THE PROBLEM
Review the listing and copy each line that holds the word "shadow".

GIVEN INFORMATION

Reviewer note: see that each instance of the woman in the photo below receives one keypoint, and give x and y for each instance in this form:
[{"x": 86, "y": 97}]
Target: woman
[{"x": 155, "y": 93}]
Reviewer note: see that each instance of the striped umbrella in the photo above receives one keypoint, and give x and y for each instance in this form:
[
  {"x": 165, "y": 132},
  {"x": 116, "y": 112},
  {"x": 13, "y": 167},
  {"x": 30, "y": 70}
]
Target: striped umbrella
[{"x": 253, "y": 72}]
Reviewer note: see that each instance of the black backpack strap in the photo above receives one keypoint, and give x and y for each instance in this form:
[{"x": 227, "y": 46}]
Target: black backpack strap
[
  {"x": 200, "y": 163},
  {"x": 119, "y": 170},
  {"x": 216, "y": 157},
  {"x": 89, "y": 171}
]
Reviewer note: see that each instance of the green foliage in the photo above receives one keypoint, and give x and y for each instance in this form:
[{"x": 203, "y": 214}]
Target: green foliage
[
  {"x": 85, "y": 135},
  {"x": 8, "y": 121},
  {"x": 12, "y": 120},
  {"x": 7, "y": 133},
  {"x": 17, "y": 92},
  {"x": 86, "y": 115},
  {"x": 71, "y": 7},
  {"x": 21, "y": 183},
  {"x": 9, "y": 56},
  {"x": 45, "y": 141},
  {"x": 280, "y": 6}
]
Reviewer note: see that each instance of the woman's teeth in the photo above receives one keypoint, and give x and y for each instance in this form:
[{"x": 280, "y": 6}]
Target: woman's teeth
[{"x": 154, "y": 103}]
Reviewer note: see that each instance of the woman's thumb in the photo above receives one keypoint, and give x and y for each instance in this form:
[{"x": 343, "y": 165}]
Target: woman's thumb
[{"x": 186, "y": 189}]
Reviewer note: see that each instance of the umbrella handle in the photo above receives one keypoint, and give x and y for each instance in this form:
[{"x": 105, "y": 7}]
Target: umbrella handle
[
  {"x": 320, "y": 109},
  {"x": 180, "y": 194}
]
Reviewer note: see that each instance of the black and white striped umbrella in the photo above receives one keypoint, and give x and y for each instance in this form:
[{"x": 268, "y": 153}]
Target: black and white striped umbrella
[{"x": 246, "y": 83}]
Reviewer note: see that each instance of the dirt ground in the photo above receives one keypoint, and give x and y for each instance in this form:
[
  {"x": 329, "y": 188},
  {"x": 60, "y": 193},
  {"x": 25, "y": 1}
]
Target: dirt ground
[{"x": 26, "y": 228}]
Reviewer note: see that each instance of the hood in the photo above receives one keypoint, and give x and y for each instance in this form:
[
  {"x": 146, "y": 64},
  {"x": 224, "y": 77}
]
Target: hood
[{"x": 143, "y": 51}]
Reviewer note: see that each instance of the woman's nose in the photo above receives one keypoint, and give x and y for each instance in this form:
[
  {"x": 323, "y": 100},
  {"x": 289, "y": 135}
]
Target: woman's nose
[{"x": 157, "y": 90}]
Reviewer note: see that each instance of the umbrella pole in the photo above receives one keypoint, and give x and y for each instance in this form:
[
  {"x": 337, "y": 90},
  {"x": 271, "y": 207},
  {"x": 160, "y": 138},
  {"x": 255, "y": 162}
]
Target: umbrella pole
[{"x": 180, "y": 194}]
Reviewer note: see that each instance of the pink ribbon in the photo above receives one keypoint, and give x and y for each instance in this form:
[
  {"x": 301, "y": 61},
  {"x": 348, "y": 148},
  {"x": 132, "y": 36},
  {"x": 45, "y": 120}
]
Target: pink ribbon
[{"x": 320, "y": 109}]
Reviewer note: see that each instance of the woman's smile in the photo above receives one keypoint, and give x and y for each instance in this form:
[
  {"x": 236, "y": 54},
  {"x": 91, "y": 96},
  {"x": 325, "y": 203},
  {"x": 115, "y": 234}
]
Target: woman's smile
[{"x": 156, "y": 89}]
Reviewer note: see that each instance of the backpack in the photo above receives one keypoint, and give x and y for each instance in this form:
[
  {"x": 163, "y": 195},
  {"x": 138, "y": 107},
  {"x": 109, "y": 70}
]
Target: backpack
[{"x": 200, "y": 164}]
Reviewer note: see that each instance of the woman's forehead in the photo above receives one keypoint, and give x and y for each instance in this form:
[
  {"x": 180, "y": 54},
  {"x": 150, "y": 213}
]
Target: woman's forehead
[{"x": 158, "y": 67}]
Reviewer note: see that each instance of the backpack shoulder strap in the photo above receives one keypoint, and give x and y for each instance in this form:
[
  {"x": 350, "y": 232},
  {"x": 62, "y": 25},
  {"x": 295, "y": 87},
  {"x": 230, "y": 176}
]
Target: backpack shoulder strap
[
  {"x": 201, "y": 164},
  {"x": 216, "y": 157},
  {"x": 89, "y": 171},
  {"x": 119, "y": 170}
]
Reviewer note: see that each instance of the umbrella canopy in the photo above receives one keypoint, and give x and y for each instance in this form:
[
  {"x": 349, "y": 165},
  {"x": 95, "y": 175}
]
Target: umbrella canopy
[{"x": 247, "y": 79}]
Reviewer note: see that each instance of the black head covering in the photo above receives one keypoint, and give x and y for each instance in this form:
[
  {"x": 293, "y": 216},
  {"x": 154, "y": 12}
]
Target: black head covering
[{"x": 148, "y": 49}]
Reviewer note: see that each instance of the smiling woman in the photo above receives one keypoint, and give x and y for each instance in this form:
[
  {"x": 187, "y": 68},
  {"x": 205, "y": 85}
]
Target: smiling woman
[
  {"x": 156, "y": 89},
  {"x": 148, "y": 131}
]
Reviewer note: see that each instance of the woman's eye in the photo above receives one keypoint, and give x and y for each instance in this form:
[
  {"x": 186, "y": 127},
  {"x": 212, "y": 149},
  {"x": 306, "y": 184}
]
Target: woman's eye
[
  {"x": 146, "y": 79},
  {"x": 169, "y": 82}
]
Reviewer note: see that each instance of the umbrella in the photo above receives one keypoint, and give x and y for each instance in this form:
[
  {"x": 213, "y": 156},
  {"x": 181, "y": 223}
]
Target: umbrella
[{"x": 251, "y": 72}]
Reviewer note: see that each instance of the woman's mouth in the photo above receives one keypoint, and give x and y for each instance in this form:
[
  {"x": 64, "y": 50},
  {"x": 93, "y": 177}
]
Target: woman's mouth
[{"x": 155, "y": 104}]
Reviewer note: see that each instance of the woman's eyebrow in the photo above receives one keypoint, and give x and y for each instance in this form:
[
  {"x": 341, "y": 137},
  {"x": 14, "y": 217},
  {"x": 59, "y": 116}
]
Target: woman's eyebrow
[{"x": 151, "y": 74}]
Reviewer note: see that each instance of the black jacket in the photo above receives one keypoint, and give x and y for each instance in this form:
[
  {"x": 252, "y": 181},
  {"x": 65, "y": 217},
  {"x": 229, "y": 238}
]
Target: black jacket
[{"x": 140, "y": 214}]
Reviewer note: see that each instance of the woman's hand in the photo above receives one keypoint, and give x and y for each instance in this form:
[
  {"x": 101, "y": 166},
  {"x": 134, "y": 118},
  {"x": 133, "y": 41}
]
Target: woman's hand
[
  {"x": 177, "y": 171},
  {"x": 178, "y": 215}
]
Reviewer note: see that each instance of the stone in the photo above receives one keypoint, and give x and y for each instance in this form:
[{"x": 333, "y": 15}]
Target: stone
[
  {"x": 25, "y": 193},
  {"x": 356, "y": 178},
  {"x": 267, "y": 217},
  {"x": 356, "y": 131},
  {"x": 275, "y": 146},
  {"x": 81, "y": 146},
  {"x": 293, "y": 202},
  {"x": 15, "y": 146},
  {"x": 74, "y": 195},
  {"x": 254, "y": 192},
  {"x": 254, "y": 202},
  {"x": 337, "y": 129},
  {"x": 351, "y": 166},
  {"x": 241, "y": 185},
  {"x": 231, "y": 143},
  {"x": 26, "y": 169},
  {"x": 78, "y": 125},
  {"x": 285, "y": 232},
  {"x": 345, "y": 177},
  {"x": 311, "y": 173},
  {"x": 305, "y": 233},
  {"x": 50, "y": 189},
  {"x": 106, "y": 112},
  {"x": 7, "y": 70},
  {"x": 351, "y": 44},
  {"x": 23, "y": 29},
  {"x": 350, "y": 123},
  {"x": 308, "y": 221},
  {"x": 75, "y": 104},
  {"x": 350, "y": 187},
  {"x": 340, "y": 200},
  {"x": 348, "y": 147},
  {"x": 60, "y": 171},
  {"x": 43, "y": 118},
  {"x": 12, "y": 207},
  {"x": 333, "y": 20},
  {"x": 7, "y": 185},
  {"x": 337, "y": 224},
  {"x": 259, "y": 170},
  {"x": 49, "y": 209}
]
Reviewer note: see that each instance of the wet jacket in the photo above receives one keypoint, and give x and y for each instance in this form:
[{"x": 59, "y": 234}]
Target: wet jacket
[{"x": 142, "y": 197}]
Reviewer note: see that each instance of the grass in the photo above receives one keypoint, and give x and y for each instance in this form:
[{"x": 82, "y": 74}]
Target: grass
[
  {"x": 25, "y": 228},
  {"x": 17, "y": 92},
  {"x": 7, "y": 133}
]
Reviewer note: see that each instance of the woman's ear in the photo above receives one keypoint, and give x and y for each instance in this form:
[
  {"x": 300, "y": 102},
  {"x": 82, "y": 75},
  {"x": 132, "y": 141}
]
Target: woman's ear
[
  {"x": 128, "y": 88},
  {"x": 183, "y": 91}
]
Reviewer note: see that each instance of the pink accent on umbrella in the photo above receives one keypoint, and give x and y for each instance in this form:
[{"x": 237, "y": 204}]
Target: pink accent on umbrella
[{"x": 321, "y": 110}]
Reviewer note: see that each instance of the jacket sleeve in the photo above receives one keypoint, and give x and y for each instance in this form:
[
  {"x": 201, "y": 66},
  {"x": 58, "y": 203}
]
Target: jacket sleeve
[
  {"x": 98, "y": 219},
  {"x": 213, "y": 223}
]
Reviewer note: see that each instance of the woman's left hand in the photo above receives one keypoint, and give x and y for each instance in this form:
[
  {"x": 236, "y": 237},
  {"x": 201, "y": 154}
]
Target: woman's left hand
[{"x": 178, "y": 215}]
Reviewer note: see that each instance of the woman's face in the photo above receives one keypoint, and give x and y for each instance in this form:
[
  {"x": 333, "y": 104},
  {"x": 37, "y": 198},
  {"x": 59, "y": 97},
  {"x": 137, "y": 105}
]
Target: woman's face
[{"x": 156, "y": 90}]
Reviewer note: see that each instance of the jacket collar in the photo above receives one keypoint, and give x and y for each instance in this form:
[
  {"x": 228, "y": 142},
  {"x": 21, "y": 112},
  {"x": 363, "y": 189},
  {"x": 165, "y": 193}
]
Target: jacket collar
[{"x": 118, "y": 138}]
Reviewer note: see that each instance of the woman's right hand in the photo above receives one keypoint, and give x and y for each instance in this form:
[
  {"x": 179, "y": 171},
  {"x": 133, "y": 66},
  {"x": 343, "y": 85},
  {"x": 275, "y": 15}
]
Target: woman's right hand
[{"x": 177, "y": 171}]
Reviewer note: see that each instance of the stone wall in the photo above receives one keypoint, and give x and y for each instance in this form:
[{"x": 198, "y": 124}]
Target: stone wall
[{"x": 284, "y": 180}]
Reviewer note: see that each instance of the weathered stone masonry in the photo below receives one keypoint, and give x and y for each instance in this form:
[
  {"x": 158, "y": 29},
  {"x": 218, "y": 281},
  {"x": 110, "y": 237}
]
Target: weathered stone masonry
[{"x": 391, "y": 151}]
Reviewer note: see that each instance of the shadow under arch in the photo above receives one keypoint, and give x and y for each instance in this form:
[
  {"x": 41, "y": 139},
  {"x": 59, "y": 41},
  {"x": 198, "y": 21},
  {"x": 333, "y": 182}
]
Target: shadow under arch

RESULT OF THE EXERCISE
Reviewer note: see that each instance of the shadow under arch in the photo above receives one keypoint, and give x and y for each instance in this form:
Target: shadow under arch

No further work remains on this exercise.